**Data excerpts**

------------------------------

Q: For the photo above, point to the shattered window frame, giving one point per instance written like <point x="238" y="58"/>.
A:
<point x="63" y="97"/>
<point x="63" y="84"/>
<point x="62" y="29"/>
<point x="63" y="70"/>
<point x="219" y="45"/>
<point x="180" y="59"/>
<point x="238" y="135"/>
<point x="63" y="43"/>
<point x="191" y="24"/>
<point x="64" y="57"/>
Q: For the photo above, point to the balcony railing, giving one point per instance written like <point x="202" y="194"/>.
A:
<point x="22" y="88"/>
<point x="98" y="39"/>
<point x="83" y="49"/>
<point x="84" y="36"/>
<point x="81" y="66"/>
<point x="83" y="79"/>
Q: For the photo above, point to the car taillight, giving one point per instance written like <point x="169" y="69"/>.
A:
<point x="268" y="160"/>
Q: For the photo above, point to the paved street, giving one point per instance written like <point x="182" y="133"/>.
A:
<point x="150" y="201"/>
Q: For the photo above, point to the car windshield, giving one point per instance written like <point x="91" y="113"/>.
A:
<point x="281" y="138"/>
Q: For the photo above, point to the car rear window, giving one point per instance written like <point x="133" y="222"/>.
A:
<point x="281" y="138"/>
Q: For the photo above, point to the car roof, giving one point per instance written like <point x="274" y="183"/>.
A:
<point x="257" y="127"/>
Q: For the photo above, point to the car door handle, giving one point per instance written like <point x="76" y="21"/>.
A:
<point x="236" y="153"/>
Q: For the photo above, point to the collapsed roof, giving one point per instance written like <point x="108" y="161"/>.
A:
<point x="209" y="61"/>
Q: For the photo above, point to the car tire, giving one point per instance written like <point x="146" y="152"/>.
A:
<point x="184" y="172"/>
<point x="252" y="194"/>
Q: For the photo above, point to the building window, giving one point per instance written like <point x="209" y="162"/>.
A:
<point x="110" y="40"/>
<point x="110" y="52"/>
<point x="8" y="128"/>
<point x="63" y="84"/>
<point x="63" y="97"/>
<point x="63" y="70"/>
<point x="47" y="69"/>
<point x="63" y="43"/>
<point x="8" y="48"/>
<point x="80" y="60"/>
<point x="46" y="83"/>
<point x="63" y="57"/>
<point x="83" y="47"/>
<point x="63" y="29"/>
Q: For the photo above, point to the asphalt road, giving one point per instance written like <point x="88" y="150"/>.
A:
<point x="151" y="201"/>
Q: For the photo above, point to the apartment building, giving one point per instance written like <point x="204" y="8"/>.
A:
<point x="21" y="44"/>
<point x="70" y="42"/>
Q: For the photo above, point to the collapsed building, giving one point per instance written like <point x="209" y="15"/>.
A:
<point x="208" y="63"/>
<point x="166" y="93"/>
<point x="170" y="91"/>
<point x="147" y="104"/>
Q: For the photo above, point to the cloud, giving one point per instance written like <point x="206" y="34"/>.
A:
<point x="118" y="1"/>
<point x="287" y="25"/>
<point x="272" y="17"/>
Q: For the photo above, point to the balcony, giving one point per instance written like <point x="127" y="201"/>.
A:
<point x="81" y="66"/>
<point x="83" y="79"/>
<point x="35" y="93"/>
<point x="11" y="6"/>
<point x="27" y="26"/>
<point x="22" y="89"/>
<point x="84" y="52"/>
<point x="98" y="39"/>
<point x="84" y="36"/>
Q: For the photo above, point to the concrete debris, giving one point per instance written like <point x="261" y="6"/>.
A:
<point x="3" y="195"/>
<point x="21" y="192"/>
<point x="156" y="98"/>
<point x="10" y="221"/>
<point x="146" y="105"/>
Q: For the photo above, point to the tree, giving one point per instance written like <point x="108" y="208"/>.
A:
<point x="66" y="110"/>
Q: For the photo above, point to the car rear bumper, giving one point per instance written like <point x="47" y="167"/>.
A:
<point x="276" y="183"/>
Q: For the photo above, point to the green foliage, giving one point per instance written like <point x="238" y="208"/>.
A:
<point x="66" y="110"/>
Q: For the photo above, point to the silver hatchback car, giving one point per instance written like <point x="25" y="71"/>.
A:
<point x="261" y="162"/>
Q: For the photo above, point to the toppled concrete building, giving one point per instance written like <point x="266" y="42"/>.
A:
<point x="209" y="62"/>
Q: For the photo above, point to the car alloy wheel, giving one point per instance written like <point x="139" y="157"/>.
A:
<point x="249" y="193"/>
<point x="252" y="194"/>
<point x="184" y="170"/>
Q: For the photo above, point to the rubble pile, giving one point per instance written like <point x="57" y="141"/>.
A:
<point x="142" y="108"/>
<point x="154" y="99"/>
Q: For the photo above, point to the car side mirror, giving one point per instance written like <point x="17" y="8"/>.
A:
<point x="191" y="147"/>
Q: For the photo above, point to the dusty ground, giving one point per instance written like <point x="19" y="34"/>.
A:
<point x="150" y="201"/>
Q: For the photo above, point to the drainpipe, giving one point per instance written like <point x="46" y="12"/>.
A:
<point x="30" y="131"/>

------------------------------

**YOUR ASSIGNMENT**
All that the answer may hold is the lines from the one with "Q: For the photo above, point to the drainpipe, giving" through the end of the data, set down exactly as they appear.

**RESPONSE TO THE EXERCISE**
Q: For the photo above, point to the drainpipe, giving one point per instance written like <point x="46" y="12"/>.
A:
<point x="30" y="131"/>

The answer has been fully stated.